*Exercise A*: In the article below about Abe, rewrite everything from "Still, there have" down to "under 50 percent.", changing "tumultuous" to "turbulent".
====================
This Time Is Different for Abe in Facing Political Scandalby and
Amari resignation `won't change the framework of Abenomics'
Abe has learned lessons from first, short-lived administration
Japanese Prime Minister Shinzo Abe, facing one of his biggest tests since his second turn at the helm began in 2012, is set to fare better than when scandals helped bring down his first administration.
On Thursday, he suffered his worst cabinet casualty to date when Economy Minister Akira Amari, the spearhead of his "Abenomics" strategy to boost growth and competitiveness, stepped down after a week fending off allegations he received money in return for favors.
Still, there have been few threats to Abe’s hold on power within or outside the ruling Liberal Democratic Party since he won office. That suggests he has learned lessons from a tumultuous six-year period in Japanese politics before the 2012 election, when the country saw a revolving door of six prime ministers. Abe’s first administration lasted less than a year before he stepped down in 2007.
The premier’s "Abenomics" program -- while far from being judged a success -- has spurred record corporate profits and gains in the stock market. Ahead of national elections this summer, polls conducted after the claims were published in a tabloid magazine showed public backing for Abe’s cabinet was almost unchanged at just under 50 percent.
"Abe’s administration has enjoyed smooth sailing and has kept a high support rate relative to other administrations in the past," said Masaaki Kanno, Japan chief economist at JPMorgan Chase & Co. and a former official at the Bank of Japan. The resignation of Amari won’t change the overall framework of Abenomics, he said.
The opposition furor over the allegations against Amari had threatened to delay passage of the budget for the coming fiscal year and distract the government from its economic agenda at a time of global market turmoil and a slowdown in China. His resignation may help circumvent that. The parliamentary budget committee -- often used as a venue for the Democratic Party of Japan to attack the government -- was expected to meet as soon as Friday.
====================
*Exercise B*: Recast the coordinate labeling listing below as a Markdown table with the columns "Row" and "Entry", giving each line its own numbered row and skipping blank lines. Leave the pictures out.

Coordinate labeling data
====================
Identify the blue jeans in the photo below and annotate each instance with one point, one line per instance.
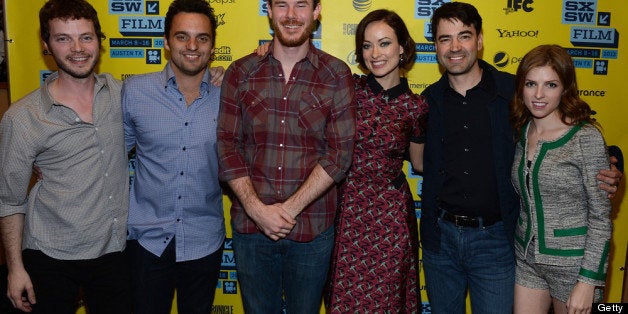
(154, 279)
(479, 259)
(270, 272)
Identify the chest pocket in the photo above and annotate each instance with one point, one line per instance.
(313, 112)
(256, 109)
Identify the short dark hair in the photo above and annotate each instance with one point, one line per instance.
(395, 22)
(270, 2)
(67, 10)
(191, 6)
(464, 12)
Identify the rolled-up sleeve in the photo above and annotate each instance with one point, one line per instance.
(229, 131)
(16, 167)
(340, 130)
====================
*Problem solution A*:
Still, there have been few threats to Abe’s hold on power within or outside the ruling Liberal Democratic Party since he won office. That suggests he has learned lessons from a turbulent six-year period in Japanese politics before the 2012 election, when the country saw a revolving door of six prime ministers. Abe’s first administration lasted less than a year before he stepped down in 2007.
The premier’s "Abenomics" program -- while far from being judged a success -- has spurred record corporate profits and gains in the stock market. Ahead of national elections this summer, polls conducted after the claims were published in a tabloid magazine showed public backing for Abe’s cabinet was almost unchanged at just under 50 percent.

*Problem solution B*:
| Row | Entry |
|---|---|
| 1 | Identify the blue jeans in the photo below and annotate each instance with one point, one line per instance. |
| 2 | (154, 279) |
| 3 | (479, 259) |
| 4 | (270, 272) |
| 5 | Identify the chest pocket in the photo above and annotate each instance with one point, one line per instance. |
| 6 | (313, 112) |
| 7 | (256, 109) |
| 8 | Identify the short dark hair in the photo above and annotate each instance with one point, one line per instance. |
| 9 | (395, 22) |
| 10 | (270, 2) |
| 11 | (67, 10) |
| 12 | (191, 6) |
| 13 | (464, 12) |
| 14 | Identify the rolled-up sleeve in the photo above and annotate each instance with one point, one line per instance. |
| 15 | (229, 131) |
| 16 | (16, 167) |
| 17 | (340, 130) |